*OBJETIVO DEL EJERCICIO*. Explica, según el texto sobre el Padre Nuestro que aparece más abajo, qué inconveniente le ve a decir «Padre mío» y a decir «oh Padre de todos los hombres». Indica también qué cualidades atribuye, en cambio, a la expresión «Padre nuestro».

*SECCIÓN DE TEXTO*.
•••
Las dos primeras palabras de la oración dominical entrañan y reclaman categóricamente un pleno sentido de filiación y de hermandad, un sentido de catolicidad.
Padre. He aquí una raíz y una exigencia de amor. Nuestro Creador no es sólo el Ente Supremo, como diría la impasible pedantería filosófica. Es el Padre.
Nuestro. He aquí la humanidad constituida en familia. Dios es Padre de todos los hombres: los que son, los que fueron, los que serán, hasta el día en que, como dijo el poeta de Constelaciones: “expiren los últimos dos hombres sobre una roca triste, las últimas dos olas sobre una playa oscura”.
En nuestro Padre llegan a anudarse los lazos de una común hermandad.
Todo aquel que ora —escribió Guido Botto— debe tener inmediatamente a la vista ese lazo de hermandad.
No más invocar a Dios, Cristo impone a la conciencia el sentimiento de la unidad de los hombres en el Padre.
No puede el hombre aislarse por completo de frente a Dios ni sentirse absolutamente solo.
Decir: Padre mío sería quizá más apasionado, pero no más exacto... Decir: oh Padre de todos los hombres sería una fórmula fría y de alejamiento.
Pero cuando decimos Padre nuestro, la expresión brota infinitamente rica y profunda, cálida y solidaria, como de gritos y cantos a coro, como de plegaria familiar, como de llanto de muchedumbre...
¡Padre Nuestro'. He aquí las palabras milagrosas que declaran nuestra comunión íntima con Dios. La íntima comunión de todos los hombres entre sí y con Dios.
Pregón de amor y de hermandad, condenación de egoísmo. Aterra mirar la situación extraña y desconcertante del mundo de hoy. De un lado, los hombres que quisieran cultivar un agudo sentido de la fraternidad humana y que en nombre de la misma se reúnen a velar por la vida de los hombres y la convivencia de los pueblos, pero ignorando y rechazando toda idea de paternidad divina, que es el fundamento más sólido de la auténtica fraternidad humana. De otro lado, los hombres de Cristo que pretenden poseer el sentido de la paternidad divina y lo proclaman en la recitación del Padre Nuestro, pero no tienen el sentido de la fraternidad humana, ni lo manifiestan ni lo desean...
•••
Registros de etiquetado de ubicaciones
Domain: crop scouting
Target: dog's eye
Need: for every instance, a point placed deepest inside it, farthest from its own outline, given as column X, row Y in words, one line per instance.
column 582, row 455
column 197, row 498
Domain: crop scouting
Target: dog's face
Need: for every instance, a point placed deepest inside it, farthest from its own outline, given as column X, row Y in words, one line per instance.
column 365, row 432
•••
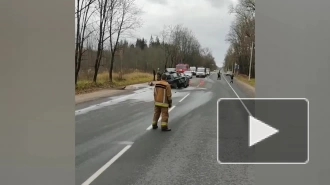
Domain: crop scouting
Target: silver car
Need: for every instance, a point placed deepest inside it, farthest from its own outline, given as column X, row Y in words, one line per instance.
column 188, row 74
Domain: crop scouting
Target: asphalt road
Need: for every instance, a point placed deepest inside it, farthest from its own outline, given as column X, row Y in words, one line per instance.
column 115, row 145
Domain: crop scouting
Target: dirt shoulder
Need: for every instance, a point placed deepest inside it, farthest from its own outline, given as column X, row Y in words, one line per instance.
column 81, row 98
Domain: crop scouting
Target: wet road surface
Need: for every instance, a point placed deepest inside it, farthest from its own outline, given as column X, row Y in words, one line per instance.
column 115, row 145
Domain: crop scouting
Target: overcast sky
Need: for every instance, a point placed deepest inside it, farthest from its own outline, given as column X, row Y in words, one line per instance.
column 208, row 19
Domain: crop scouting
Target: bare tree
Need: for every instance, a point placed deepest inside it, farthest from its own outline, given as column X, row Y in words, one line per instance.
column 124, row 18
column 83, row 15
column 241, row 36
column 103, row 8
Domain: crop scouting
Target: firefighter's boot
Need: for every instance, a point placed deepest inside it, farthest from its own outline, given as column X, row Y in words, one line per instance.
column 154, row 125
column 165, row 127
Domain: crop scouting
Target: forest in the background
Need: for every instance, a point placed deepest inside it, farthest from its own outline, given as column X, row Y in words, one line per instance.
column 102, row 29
•••
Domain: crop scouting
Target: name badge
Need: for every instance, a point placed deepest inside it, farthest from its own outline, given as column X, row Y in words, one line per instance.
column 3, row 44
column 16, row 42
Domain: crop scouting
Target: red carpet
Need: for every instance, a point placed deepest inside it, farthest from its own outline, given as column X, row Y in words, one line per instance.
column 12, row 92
•••
*RESPUESTA DEL EJERCICIO*. Decir «Padre mío» sería quizá más apasionado, pero no más exacto, y decir «oh Padre de todos los hombres» sería una fórmula fría y de alejamiento. En cambio, al decir «Padre nuestro», la expresión brota infinitamente rica y profunda, cálida y solidaria, como de gritos y cantos a coro, como de plegaria familiar, como de llanto de muchedumbre.